↓↓↓

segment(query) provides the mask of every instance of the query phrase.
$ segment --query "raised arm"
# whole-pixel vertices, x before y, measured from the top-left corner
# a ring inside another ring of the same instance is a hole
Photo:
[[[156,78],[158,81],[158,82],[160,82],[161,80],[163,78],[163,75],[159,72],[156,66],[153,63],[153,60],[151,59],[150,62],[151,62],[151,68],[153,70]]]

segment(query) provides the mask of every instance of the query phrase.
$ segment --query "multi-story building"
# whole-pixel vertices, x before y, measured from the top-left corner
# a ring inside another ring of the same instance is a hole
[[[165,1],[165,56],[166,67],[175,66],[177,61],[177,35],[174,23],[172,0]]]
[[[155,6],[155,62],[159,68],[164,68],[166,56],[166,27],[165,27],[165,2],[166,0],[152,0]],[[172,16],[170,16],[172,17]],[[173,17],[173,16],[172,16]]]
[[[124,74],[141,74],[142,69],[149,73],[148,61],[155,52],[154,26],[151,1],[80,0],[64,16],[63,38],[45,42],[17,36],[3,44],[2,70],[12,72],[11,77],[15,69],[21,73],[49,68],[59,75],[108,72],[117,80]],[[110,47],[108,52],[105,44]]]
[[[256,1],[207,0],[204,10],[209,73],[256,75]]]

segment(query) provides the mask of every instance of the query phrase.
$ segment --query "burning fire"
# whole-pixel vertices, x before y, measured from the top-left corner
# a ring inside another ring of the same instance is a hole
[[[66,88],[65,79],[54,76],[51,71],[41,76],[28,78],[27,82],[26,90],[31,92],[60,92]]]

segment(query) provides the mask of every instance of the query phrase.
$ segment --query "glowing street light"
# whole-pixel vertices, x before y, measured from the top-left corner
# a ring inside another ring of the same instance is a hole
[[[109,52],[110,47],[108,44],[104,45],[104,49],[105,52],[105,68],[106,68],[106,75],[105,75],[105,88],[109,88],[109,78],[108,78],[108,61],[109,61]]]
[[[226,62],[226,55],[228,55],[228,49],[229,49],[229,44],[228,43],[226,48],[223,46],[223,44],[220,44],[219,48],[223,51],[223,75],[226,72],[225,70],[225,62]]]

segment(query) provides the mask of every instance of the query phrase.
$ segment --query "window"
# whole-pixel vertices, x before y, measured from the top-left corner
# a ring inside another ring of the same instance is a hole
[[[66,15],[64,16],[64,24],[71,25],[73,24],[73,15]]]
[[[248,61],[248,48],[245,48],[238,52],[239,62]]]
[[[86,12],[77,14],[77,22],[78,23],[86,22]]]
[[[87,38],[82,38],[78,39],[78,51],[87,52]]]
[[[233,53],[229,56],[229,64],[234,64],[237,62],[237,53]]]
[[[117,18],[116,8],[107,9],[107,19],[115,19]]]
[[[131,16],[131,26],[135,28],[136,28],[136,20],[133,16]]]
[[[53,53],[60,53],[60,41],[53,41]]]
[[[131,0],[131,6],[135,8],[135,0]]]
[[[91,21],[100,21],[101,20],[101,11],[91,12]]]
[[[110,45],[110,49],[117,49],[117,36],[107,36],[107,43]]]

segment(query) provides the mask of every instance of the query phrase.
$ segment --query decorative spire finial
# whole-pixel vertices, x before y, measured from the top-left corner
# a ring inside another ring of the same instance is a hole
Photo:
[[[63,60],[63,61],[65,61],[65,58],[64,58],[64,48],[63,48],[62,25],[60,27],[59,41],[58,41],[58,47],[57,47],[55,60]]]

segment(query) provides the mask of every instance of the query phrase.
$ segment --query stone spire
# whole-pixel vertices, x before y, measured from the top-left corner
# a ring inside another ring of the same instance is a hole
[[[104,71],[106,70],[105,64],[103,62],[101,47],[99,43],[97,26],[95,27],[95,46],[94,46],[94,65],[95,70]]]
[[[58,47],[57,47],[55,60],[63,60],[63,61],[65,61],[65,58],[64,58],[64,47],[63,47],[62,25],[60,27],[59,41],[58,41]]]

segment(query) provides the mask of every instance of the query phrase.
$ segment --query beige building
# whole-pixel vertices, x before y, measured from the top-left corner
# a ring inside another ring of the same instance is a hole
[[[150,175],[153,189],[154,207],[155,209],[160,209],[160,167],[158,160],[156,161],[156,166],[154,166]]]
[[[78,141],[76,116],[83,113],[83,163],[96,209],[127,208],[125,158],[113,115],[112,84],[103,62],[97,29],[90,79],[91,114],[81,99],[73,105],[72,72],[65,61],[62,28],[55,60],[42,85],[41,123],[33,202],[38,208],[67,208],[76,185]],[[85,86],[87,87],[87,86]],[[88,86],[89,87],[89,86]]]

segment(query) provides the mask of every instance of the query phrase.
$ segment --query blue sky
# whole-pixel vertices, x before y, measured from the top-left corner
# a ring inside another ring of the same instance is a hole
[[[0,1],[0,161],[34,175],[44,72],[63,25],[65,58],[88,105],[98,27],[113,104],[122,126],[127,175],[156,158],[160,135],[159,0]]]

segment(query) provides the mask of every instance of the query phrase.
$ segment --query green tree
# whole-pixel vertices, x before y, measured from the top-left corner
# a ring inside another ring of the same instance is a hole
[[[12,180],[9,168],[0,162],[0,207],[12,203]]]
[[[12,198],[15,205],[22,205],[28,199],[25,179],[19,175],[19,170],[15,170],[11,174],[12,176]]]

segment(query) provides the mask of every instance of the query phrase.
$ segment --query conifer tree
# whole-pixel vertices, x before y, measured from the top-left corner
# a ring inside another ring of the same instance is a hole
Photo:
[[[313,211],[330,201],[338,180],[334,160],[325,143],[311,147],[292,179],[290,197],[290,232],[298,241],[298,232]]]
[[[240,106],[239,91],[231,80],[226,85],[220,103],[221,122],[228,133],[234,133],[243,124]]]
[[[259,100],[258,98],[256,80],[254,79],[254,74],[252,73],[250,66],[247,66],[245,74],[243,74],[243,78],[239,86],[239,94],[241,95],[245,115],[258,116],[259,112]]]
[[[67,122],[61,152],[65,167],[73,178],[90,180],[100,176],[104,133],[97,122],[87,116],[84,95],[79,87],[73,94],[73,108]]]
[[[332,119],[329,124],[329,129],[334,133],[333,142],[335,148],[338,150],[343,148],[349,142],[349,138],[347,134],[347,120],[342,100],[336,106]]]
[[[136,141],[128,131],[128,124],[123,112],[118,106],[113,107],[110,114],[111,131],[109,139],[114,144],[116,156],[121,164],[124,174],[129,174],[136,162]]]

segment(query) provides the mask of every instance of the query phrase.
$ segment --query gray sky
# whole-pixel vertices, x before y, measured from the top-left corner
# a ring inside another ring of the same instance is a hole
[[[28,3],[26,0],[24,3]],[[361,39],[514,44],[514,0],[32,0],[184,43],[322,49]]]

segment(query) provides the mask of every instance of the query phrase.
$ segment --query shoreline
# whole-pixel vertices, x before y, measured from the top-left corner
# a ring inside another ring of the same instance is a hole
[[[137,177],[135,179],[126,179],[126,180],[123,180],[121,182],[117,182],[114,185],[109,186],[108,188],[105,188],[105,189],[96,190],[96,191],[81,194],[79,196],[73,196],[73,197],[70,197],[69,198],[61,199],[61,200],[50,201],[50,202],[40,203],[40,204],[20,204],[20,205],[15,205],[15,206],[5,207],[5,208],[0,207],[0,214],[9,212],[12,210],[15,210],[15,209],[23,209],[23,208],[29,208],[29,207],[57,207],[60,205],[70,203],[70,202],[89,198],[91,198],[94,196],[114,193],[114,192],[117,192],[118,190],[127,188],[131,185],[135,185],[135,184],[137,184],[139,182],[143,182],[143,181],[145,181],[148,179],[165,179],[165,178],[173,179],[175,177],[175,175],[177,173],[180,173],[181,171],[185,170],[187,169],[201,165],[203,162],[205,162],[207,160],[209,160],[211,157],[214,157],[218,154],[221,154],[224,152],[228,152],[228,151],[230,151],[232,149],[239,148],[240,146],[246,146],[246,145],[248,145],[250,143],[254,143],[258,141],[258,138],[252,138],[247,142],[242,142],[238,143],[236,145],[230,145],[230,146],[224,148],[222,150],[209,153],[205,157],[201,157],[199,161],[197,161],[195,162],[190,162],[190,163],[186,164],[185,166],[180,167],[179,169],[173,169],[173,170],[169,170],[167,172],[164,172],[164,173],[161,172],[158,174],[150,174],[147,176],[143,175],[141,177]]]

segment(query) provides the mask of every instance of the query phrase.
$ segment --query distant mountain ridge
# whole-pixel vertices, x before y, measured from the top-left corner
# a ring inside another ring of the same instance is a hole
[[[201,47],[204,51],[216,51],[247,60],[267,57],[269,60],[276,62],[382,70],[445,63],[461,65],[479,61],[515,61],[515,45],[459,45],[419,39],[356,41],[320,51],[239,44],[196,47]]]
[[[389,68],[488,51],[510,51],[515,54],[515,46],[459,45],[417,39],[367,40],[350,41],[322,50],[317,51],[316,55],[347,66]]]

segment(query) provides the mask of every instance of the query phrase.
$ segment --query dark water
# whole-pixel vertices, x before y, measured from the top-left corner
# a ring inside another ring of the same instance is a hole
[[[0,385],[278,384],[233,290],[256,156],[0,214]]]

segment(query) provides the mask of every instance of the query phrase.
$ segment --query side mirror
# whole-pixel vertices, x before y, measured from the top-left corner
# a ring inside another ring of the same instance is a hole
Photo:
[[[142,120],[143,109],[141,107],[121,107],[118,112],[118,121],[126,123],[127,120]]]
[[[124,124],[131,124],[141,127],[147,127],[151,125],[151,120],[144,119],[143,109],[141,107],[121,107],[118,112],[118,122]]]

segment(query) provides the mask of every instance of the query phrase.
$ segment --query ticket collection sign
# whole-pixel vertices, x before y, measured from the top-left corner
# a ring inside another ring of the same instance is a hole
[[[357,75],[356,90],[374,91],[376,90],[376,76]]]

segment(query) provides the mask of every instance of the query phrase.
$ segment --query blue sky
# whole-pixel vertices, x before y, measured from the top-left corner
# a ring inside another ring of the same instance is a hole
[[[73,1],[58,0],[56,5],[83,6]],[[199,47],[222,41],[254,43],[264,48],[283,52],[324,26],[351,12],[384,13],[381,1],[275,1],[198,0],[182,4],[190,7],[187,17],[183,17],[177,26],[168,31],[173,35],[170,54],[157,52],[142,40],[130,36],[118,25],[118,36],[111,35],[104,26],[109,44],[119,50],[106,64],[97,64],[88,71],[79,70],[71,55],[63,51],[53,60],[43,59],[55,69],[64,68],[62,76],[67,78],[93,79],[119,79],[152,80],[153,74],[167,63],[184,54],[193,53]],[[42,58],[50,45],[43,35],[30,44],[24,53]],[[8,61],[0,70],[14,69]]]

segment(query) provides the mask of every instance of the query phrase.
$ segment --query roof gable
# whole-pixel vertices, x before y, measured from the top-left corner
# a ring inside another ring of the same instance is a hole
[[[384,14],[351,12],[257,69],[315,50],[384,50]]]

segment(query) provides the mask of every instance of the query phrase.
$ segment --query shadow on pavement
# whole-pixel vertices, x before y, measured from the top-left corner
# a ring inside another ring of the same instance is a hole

↑↑↑

Convert the records, from their first line up to and including the line containing "[[[256,1],[207,0],[204,10],[209,73],[256,75]]]", into a JSON list of strings with one string per line, omitting blank lines.

- [Output for this task]:
[
  "segment(query) provides the mask of every instance of the query phrase.",
  "$ segment --query \"raised arm\"",
  "# whole-pixel vertices, x before y, measured from the top-left corner",
  "# a ring inside another ring of the same instance is a hole",
  "Photo:",
  "[[[156,78],[158,81],[158,82],[160,82],[161,80],[163,78],[163,75],[159,72],[156,66],[153,63],[153,60],[151,59],[150,62],[151,62],[151,68],[153,70]]]",
  "segment(query) provides the mask of every instance of the query phrase.",
  "$ segment --query \"multi-story building\"",
  "# whole-pixel vertices, x before y, measured from the top-left corner",
  "# a ring inside another ring of the same instance is a hole",
  "[[[165,1],[165,56],[166,67],[175,66],[177,61],[177,35],[174,23],[172,0]]]",
  "[[[155,6],[155,62],[159,68],[164,68],[166,56],[166,27],[165,27],[165,2],[166,0],[152,0]],[[172,16],[170,16],[172,17]],[[173,17],[173,16],[172,16]]]",
  "[[[124,74],[141,74],[142,69],[149,73],[148,61],[155,52],[154,26],[151,1],[80,0],[64,16],[63,38],[45,42],[17,36],[3,44],[2,70],[12,72],[11,77],[15,69],[21,73],[49,68],[59,75],[108,72],[117,80]],[[110,47],[108,52],[105,44]]]",
  "[[[256,1],[207,0],[204,10],[209,73],[256,75]]]"
]